===== ESTRATTO DEL DOCUMENTO =====

Ogni torre è contrassegnata da una lettera dell’alfabeto latino: entrandovi, si può accedere alla tromba delle scale o all’ascensore. Ad ogni piano è possibile raggiungere due porte che permettono l’accesso ai parallelepipedi di cui si è parlato. Sopra ogni porta sono riportate due lettere che rappresentano rispettivamente il nome della torre da cui si sta accedendo e la torre verso la quale si sta andando: così se si è nella torre G, per esempio, nelle due porte di ogni piano avremo GF e GH, in base alla direzione che desideriamo prendere, ovvero se desideriamo andare verso la torre F o verso la torre H. Passando dentro i corridoi che collegano le torri, si incontrano numerose aule e laboratori e – tra gli uni e gli altri – è possibile vedere una miriade di mobiletti che ogni anno vengono assegnati agli studenti.

Adesso che sapete che il cortile è quadrato e che è circondato da torri cilindriche e parallelepipedi, immaginatevi che di cortili ce ne sono diversi e che è possibile accedere dall’uno all’altro tramite passaggi nel vetre dei parallelepipedi o tramite le torri stesse. In questo modo vi sarete fatti un’idea abbastanza buona di come sia costruito il building dove si trova l’Hong Kong Polytechnic University.

***

È arrivata la Festa di Primavera e con lei l’anno del dragone. Grandi pulizie nelle case per prepararle ad accogliere la fortuna, cena in famiglia per la vigilia, sfilata nel primo giorno del nuovo anno (con tanto di danza del leone) e fuochi d’artificio nel secondo.

Così la Cina celebra il suo segno zodiacale preferito e già gran parte della popolazione si prepara a sfornare bambini. Considerate le pesanti tasse che il governo applica su chi ha più di un figlio, non è difficile incontrare chi ha aspettato fino ad oggi per poter diventare genitore, poiché il segno del drago è considerato il migliore, in quanto associato alla salute, all’armonia e sopratutto alla forza.

===== CONTENUTO DEL DATASET =====

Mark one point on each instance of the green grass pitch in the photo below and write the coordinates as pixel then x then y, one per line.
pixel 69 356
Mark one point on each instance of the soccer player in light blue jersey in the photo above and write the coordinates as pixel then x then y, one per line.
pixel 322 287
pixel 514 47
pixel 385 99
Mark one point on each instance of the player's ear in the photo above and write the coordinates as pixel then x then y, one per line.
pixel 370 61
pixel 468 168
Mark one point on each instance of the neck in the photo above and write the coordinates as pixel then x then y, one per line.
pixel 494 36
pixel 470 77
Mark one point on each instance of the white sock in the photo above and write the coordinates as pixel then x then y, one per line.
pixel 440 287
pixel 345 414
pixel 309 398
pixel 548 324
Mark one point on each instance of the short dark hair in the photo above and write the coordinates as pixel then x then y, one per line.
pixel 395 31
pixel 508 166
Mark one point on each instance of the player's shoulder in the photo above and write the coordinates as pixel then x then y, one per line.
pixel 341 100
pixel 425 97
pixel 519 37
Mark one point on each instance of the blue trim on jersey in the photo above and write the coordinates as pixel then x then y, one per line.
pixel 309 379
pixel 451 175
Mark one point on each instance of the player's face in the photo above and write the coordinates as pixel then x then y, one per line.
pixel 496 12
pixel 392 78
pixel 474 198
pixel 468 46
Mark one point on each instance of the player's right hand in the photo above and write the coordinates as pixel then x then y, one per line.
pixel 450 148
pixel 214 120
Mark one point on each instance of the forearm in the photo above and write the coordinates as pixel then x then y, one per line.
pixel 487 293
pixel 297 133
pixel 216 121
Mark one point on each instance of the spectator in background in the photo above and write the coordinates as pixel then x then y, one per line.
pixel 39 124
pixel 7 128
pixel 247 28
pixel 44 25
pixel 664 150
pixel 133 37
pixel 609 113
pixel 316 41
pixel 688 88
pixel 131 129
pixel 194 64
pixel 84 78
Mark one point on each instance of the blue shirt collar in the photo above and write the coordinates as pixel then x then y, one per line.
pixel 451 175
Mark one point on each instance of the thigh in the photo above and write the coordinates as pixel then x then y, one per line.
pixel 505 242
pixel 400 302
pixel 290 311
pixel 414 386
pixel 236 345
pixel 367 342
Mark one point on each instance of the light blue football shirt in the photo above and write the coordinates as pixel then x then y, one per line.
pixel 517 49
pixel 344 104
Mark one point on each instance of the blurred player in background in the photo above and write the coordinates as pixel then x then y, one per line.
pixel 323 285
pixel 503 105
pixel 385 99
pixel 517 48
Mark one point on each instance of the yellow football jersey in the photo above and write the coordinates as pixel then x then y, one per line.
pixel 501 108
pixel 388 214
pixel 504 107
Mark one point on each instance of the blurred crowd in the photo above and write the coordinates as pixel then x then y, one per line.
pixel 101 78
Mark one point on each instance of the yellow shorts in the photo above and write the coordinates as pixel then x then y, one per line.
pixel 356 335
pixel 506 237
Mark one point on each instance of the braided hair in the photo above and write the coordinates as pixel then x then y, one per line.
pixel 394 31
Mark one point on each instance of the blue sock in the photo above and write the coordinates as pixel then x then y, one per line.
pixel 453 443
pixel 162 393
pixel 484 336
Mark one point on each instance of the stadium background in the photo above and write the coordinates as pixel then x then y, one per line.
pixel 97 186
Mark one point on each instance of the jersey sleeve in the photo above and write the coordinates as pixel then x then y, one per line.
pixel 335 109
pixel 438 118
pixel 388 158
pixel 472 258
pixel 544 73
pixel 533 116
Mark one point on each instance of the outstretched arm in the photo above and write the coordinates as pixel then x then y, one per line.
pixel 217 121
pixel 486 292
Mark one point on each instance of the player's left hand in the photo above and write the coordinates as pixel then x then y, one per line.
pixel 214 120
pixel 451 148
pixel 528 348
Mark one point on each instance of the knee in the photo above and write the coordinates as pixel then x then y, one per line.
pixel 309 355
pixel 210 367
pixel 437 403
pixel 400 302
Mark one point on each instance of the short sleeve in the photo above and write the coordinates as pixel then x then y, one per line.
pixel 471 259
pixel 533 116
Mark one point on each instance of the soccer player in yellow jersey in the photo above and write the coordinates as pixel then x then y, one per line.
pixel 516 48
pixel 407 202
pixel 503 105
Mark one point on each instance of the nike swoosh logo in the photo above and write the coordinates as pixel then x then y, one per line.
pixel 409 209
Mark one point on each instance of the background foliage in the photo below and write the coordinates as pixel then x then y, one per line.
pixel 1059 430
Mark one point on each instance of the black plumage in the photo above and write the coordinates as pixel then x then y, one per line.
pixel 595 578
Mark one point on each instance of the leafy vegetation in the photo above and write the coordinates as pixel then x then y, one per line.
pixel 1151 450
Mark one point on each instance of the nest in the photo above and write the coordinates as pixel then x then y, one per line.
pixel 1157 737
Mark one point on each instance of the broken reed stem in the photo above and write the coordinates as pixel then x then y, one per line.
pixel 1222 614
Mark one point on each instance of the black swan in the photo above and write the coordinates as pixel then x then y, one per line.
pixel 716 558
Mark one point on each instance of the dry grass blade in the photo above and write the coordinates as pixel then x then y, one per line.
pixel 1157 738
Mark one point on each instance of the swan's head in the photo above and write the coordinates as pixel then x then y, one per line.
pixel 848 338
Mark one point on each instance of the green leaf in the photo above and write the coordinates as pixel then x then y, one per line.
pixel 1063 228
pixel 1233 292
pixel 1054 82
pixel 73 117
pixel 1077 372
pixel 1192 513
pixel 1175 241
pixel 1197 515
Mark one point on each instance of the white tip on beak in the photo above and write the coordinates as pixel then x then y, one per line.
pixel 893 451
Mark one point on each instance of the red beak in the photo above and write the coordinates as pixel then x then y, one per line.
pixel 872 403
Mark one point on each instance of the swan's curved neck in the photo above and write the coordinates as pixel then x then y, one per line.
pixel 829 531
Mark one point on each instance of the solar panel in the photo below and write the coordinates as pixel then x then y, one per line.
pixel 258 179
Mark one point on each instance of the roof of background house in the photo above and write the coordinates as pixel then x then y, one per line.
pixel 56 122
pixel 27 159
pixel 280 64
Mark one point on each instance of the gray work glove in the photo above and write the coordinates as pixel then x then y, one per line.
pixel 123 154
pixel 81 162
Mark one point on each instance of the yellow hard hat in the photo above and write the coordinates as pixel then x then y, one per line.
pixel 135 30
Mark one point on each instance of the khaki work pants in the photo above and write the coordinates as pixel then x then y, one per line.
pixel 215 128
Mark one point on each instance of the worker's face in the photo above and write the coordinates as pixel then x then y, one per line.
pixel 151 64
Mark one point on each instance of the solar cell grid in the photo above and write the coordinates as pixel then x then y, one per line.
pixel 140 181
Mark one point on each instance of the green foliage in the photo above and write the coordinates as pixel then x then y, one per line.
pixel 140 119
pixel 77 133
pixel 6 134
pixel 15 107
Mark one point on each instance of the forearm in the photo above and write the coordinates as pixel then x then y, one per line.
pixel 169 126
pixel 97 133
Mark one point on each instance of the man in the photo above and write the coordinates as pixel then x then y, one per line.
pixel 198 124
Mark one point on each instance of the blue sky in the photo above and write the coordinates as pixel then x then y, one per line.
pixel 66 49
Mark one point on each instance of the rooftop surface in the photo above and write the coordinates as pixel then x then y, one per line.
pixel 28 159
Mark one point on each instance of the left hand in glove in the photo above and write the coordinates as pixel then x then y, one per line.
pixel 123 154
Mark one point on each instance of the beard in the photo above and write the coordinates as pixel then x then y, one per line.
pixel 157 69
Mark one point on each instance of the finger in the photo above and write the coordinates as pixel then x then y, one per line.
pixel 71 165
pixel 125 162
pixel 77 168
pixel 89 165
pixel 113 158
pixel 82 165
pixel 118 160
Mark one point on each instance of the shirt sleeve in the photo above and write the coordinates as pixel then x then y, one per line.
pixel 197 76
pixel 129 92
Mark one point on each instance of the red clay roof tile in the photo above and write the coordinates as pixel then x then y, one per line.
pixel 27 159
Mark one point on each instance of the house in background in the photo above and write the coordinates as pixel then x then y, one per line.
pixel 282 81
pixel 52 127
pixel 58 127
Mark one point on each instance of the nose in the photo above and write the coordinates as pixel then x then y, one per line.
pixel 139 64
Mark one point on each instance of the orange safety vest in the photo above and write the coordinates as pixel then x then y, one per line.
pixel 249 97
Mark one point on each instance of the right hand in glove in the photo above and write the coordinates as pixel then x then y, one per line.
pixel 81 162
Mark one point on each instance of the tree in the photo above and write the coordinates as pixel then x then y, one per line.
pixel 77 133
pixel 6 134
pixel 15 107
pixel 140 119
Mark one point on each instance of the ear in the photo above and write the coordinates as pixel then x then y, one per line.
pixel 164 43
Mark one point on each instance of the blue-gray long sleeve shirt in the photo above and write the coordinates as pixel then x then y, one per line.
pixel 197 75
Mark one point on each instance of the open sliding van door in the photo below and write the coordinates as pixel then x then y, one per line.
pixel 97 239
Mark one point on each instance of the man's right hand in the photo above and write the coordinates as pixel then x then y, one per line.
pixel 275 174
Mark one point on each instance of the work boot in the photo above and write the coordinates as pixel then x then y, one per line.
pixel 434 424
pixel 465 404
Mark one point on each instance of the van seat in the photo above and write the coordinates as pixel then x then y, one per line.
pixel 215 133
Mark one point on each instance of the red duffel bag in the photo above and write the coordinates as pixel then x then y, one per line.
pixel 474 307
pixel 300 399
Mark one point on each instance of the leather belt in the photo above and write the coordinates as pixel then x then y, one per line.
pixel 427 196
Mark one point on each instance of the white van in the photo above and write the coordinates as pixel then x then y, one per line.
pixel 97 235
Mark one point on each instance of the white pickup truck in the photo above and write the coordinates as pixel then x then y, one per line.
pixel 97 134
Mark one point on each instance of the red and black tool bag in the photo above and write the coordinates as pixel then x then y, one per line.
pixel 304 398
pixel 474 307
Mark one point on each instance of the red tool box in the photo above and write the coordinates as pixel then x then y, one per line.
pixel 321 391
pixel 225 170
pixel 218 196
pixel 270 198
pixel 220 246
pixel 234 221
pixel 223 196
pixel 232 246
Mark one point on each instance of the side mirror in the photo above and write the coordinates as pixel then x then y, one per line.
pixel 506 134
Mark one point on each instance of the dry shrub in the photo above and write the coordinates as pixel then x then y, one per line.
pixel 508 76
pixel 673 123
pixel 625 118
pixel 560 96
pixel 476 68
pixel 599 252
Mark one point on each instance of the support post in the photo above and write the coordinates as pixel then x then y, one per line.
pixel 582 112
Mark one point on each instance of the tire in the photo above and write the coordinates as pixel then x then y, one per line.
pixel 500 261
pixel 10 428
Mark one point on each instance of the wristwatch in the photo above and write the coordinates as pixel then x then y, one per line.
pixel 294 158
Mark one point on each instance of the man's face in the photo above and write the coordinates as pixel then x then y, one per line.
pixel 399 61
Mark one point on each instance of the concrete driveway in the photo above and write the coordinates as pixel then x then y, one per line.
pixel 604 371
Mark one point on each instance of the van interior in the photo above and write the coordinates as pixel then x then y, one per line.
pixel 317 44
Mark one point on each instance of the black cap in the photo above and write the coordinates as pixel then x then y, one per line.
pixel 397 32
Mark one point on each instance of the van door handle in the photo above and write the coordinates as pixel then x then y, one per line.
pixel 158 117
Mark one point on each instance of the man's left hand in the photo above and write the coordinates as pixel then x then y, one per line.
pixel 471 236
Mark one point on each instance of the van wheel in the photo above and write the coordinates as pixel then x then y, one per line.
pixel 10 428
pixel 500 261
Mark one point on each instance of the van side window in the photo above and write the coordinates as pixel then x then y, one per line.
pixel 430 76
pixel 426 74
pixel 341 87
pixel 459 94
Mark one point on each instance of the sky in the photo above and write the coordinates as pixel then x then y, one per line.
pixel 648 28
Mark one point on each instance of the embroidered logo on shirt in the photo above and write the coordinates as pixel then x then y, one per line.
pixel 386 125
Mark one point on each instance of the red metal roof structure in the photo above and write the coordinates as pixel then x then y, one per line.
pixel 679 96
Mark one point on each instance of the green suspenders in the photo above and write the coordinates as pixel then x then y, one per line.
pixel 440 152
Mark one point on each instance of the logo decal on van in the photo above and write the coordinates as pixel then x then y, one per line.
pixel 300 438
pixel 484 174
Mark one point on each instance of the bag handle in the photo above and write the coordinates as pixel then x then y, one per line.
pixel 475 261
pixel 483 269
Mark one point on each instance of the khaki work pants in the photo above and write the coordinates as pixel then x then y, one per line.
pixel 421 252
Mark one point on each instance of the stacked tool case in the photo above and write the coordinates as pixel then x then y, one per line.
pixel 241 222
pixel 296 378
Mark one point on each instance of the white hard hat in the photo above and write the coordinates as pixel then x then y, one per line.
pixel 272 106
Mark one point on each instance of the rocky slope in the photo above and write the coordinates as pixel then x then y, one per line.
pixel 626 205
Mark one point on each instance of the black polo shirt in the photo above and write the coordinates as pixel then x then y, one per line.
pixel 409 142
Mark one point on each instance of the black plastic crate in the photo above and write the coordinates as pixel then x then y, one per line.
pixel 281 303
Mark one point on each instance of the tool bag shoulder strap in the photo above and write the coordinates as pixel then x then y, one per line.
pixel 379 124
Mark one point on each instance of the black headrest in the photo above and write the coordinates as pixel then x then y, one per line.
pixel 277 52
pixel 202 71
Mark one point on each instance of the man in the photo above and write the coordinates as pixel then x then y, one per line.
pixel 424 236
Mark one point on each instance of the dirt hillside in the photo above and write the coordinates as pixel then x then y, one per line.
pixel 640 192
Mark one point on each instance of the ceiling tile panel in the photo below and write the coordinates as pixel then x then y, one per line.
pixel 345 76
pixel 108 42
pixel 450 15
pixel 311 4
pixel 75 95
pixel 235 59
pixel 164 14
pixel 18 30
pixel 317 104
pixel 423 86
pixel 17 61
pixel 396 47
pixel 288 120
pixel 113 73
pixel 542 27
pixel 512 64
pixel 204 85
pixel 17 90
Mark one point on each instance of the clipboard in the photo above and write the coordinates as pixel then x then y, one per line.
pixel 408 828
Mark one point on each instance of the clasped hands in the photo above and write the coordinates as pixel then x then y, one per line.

=====

• **ISTRUZIONI DEL COMPITO**
Riassumi l'estratto del documento in tre frasi.

• **RISULTATO DEL COMPITO**
All'Hong Kong Polytechnic University ogni torre è contrassegnata da una lettera, e sopra le due porte di ogni piano due lettere indicano la torre da cui si parte e quella verso cui si va, lungo corridoi con aule, laboratori e mobiletti per gli studenti. L'edificio comprende diversi cortili quadrati, circondati da torri cilindriche e parallelepipedi, e si passa dall'uno all'altro attraverso i parallelepipedi o le torri stesse. Con la Festa di Primavera arriva l'anno del dragone, il segno considerato migliore perché associato alla salute, all'armonia e alla forza, e per questo molti in Cina hanno aspettato quest'anno per diventare genitori.